THE TASK: Could you return all of the records exactly as they stand?

SUPPLIED ENTRIES:
□ □ □ □ □
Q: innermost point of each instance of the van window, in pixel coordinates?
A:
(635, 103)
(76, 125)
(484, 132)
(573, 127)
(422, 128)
□ □ □ □ □
WRITTEN SOLUTION:
Q: innermost point of each instance of the van window, in pixel coordinates?
A:
(635, 103)
(76, 125)
(484, 132)
(573, 127)
(422, 128)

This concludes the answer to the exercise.